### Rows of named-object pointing
— START —
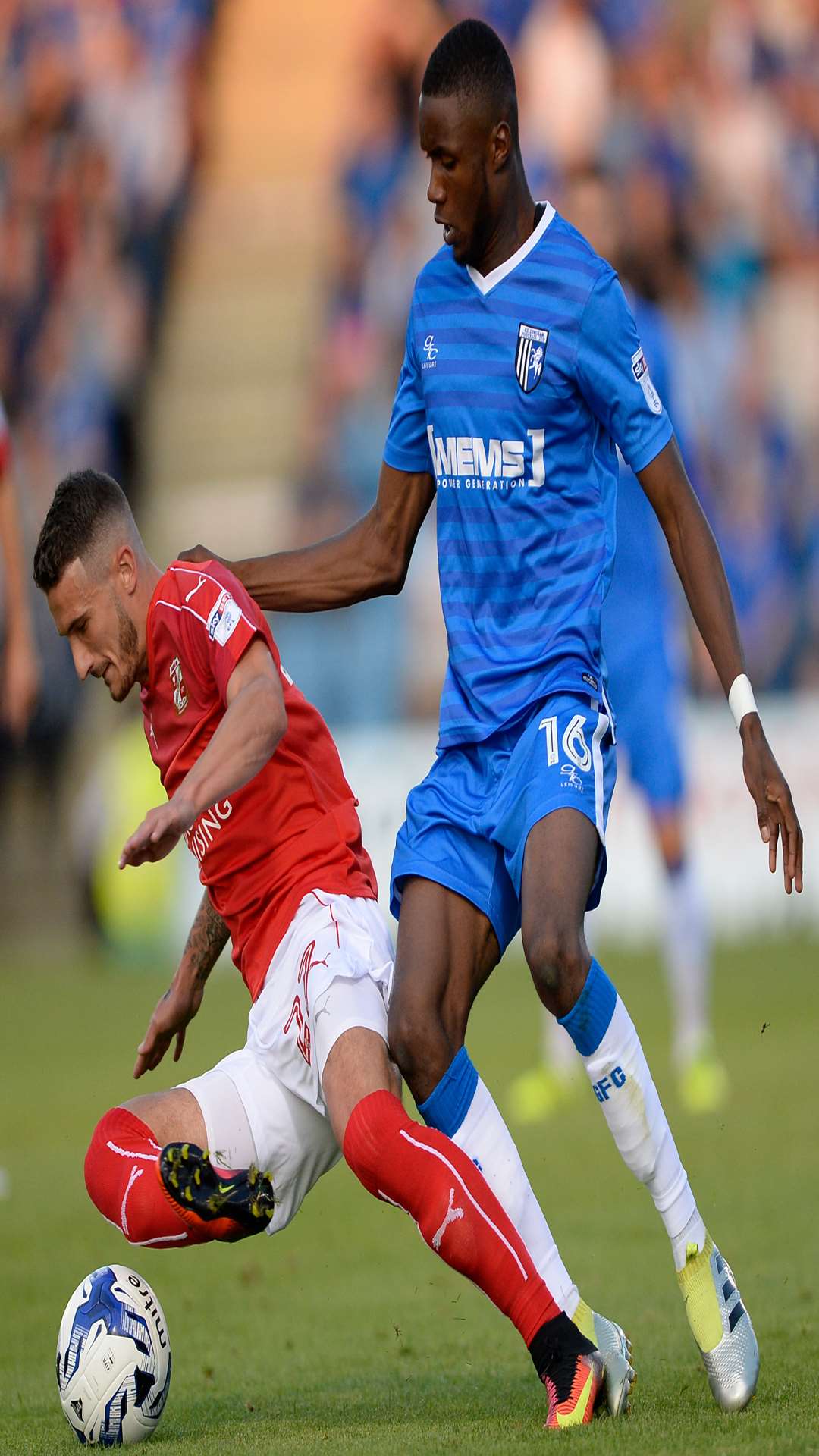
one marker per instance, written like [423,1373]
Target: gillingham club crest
[529,357]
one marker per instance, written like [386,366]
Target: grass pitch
[344,1332]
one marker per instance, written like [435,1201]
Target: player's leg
[420,1171]
[121,1161]
[560,867]
[447,951]
[139,1159]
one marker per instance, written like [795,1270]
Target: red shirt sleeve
[218,620]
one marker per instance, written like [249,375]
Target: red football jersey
[293,827]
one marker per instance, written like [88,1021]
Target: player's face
[460,143]
[101,632]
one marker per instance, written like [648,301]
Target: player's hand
[199,554]
[158,833]
[774,804]
[172,1014]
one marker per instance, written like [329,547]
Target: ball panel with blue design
[112,1359]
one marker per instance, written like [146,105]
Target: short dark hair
[471,60]
[85,503]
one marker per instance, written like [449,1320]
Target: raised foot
[575,1402]
[232,1203]
[720,1326]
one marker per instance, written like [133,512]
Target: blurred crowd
[701,121]
[101,128]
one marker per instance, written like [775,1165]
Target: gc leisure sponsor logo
[430,350]
[223,619]
[570,778]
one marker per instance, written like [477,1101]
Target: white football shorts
[264,1104]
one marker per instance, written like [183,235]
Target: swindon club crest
[529,357]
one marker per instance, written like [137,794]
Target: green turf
[344,1332]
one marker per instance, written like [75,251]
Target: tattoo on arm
[206,941]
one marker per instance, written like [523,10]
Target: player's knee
[404,1033]
[558,962]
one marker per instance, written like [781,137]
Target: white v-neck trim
[485,284]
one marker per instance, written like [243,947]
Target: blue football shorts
[469,819]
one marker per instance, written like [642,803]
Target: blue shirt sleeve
[407,444]
[614,378]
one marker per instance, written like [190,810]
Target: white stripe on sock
[136,1172]
[455,1174]
[148,1158]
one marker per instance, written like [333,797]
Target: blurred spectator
[99,136]
[19,670]
[99,133]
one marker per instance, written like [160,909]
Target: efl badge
[529,359]
[640,370]
[180,693]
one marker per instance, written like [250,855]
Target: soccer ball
[112,1359]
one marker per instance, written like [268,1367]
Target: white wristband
[741,698]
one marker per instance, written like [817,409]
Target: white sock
[626,1091]
[485,1139]
[687,957]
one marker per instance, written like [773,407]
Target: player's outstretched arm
[700,566]
[246,737]
[183,999]
[369,560]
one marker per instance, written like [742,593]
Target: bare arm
[700,568]
[369,560]
[246,737]
[183,999]
[20,672]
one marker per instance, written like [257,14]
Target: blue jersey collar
[485,284]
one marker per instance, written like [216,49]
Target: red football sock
[422,1171]
[121,1181]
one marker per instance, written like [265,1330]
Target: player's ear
[126,568]
[500,146]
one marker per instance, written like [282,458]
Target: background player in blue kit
[522,375]
[643,634]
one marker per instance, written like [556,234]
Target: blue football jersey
[515,391]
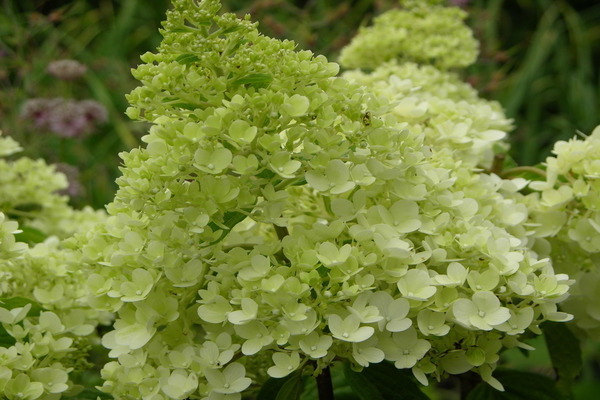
— END —
### Objective
Retype every one of the rows above exactly, leaving out the pictures.

### Task solution
one marker per instance, written like [423,1373]
Target: gillingham club crest
[529,357]
one marker per instance, written like [386,366]
Target: grass pitch
[344,1332]
one marker per instance, written like [435,1201]
Target: player's leg
[420,1171]
[121,1161]
[560,867]
[447,951]
[139,1159]
one marker per instance, written like [795,1270]
Target: red shirt sleeve
[218,620]
one marker per instance, written like [249,375]
Target: red football jersey
[293,827]
one marker per instance, written like [88,1021]
Target: player's face
[460,143]
[101,632]
one marker per instance, written like [648,301]
Target: player's hand
[199,554]
[158,833]
[774,804]
[172,1014]
one marker per instance, written like [329,547]
Target: ball panel with blue design
[112,1359]
one marker per instance, written like [146,105]
Target: short dark hair
[471,60]
[85,503]
one marker per instance, written like [449,1320]
Target: raised foot
[575,1402]
[232,1203]
[720,1326]
one marker per instance, written like [133,512]
Target: blurred crowd
[701,121]
[101,128]
one marker per instance, written like [775,1165]
Target: gc leisure sponsor logo
[430,350]
[223,619]
[570,778]
one marker per instance, written like [477,1101]
Target: white football shorts
[264,1104]
one marker per instance, written like [183,235]
Target: swindon club crest
[529,357]
one marker per instance, written like [137,794]
Target: green turf
[344,1332]
one marker per instance, written like [75,251]
Target: tattoo on arm
[206,941]
one marker per instance, written like [523,10]
Target: player's knee
[404,1033]
[558,962]
one marker per instance, written like [781,137]
Target: white v-neck trim
[485,284]
one marker per instance, written like [243,947]
Target: blue football shorts
[469,819]
one marker per instance, written like [642,803]
Target: blue shirt sleeve
[407,444]
[614,378]
one marker per instance, written like [190,810]
Target: white stripe on sock
[136,1172]
[455,1174]
[148,1158]
one marker per instance, written like [333,797]
Target: blurred spectator
[99,136]
[19,670]
[99,133]
one marker per instance, written like [160,909]
Target: efl badge
[529,359]
[640,370]
[180,693]
one marker per instance, written like [250,855]
Target: soccer ball
[112,1359]
one marker per instance, written like [268,1367]
Target: white wristband
[741,698]
one marker per instance, written like [817,409]
Target: white sock
[626,1091]
[485,1139]
[687,957]
one marker per instance, written like [773,407]
Target: player's outstretched arm
[700,566]
[246,737]
[183,999]
[369,560]
one marker per instance, written like [742,593]
Target: bare arm
[700,568]
[369,560]
[246,737]
[183,999]
[20,672]
one marker per instance, written like [257,14]
Target: blue jersey collar
[485,284]
one marker per instance, written like [216,49]
Target: red football sock
[422,1171]
[121,1181]
one marker per instance, written like [265,1330]
Target: player's ear
[126,568]
[500,146]
one marker per instance, written like [282,458]
Target: background player in blue kit
[522,375]
[643,634]
one marker per instance, written like [556,234]
Target: blue football jersey
[515,391]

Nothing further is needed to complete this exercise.